_GOAL_: Reproduce the stretch of the records from the line containing "pink sneaker, imagine" through the line containing "[(245, 282)]", both included, exactly as they appear.

[Start of DATA LISTING]

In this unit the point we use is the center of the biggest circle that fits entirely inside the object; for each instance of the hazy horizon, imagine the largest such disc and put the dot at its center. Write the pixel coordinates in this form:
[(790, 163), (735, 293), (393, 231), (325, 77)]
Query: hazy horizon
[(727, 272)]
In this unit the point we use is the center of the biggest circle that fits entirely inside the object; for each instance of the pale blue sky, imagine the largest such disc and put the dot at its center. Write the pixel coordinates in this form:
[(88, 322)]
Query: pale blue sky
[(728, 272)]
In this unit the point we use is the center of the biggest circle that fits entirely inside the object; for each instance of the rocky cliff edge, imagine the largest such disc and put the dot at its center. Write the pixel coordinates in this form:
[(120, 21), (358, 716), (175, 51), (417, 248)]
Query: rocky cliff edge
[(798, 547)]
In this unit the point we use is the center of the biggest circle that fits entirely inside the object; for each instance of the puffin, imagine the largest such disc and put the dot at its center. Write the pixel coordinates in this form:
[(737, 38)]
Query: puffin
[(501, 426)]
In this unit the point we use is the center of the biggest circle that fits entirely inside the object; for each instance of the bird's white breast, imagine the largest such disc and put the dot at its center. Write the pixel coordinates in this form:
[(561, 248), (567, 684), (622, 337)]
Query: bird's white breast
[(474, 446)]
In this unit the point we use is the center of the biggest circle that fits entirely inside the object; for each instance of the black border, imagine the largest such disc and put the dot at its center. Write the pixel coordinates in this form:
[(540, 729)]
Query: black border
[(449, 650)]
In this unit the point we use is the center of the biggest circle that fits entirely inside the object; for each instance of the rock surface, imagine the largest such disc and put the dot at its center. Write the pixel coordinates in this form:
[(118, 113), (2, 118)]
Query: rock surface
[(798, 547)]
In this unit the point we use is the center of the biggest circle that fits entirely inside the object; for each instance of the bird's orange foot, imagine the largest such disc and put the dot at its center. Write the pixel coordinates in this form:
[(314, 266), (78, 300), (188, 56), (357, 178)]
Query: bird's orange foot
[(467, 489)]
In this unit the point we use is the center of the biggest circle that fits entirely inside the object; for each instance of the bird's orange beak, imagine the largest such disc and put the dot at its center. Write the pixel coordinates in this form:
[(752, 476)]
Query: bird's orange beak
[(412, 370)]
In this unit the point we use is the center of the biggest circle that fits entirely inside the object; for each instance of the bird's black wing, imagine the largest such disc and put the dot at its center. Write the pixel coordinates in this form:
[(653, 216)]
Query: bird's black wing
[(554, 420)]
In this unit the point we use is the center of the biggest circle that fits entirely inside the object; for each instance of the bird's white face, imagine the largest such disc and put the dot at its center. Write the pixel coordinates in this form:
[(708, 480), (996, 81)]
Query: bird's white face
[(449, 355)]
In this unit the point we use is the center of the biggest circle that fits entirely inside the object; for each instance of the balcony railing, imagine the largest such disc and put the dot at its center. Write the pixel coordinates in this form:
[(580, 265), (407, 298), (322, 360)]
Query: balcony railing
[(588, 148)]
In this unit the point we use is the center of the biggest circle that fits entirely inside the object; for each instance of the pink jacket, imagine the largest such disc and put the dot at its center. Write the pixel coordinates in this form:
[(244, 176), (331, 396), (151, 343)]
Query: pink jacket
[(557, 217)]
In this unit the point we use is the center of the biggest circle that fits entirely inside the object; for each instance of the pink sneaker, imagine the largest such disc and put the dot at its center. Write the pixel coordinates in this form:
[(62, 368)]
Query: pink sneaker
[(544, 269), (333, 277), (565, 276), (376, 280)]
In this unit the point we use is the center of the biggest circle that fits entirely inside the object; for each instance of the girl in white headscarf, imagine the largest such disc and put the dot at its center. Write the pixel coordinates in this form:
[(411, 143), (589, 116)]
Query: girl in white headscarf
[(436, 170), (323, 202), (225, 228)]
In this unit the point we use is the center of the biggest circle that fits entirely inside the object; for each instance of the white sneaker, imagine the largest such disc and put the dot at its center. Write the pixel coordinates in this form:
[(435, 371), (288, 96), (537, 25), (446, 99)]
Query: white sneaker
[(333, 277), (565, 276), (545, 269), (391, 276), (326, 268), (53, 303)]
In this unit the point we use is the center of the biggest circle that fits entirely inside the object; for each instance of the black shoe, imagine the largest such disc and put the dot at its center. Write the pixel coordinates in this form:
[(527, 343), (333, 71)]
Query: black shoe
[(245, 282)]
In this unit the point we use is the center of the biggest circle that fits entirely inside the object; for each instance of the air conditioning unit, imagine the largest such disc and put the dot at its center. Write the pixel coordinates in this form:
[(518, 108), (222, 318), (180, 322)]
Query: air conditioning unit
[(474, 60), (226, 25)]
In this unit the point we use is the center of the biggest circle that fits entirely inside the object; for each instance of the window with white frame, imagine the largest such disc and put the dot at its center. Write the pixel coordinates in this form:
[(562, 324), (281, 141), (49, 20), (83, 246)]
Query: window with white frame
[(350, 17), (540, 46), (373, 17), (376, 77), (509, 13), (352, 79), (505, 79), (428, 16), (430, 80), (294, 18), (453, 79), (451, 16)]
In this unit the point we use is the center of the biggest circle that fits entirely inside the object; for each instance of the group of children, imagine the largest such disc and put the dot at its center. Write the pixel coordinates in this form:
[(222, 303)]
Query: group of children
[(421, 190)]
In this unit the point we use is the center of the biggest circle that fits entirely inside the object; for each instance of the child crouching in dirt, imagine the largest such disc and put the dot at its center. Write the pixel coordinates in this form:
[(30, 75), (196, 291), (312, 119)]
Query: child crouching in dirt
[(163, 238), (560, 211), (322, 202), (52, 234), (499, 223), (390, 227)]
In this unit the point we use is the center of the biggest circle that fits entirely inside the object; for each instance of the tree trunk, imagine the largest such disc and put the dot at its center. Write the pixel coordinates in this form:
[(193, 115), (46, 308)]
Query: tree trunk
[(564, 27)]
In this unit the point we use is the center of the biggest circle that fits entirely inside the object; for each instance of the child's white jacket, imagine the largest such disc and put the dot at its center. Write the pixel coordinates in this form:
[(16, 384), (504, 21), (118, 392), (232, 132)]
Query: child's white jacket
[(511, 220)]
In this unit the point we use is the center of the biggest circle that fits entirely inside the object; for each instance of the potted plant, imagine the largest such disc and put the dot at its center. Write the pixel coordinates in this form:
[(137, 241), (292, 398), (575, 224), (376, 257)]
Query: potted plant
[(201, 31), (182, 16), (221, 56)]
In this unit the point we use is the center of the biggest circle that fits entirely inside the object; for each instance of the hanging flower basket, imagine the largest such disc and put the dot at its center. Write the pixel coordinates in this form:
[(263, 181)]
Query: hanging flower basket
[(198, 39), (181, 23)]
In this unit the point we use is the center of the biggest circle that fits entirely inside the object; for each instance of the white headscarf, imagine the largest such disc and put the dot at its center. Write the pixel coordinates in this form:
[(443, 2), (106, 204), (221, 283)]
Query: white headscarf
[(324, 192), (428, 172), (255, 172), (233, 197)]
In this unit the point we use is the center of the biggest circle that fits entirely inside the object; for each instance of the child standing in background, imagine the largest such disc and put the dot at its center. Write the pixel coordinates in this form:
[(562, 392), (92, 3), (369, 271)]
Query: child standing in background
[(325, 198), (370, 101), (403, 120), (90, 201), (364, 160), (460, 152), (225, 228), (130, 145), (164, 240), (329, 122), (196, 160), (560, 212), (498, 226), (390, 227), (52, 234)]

[End of DATA LISTING]

_ANSWER BELOW_:
In this unit the point we use is the center of the biggest circle that fits entirely inside the object; for each instance of the pink sneaker, imagine the largest such disc and put the dot at its center. Write the pixel coordinates in this form:
[(62, 368)]
Query: pink sneaker
[(544, 269), (333, 277), (565, 276), (376, 280)]
In this unit the point we use is the center of the biggest circle that fits entirely inside the object; for each instance of the girl in white headscarf, imagine the largest such disc and put the dot at its center. Write the pixel coordinates in this form:
[(411, 143), (589, 116)]
Query: girl in white headscarf
[(436, 170), (323, 202), (225, 228)]
In this unit the point we use is the center of the biggest circle that fits entirely inside the object; for each instance of the white sneaker, imagine the largest such disc and put the dot at its center. Write the pixel coordinates in this form:
[(435, 371), (288, 96), (537, 25), (446, 99)]
Query: white sneaker
[(333, 277), (565, 276), (545, 269), (391, 276), (326, 268), (53, 303)]
In this unit the point we use is the center of the biggest circle that fits entirely inside the object; for each instance of the black shoe, imagine the largest such disc and put the dot at its center. Write the pixel coordinates in this form:
[(527, 343), (333, 71)]
Query: black shoe
[(245, 282)]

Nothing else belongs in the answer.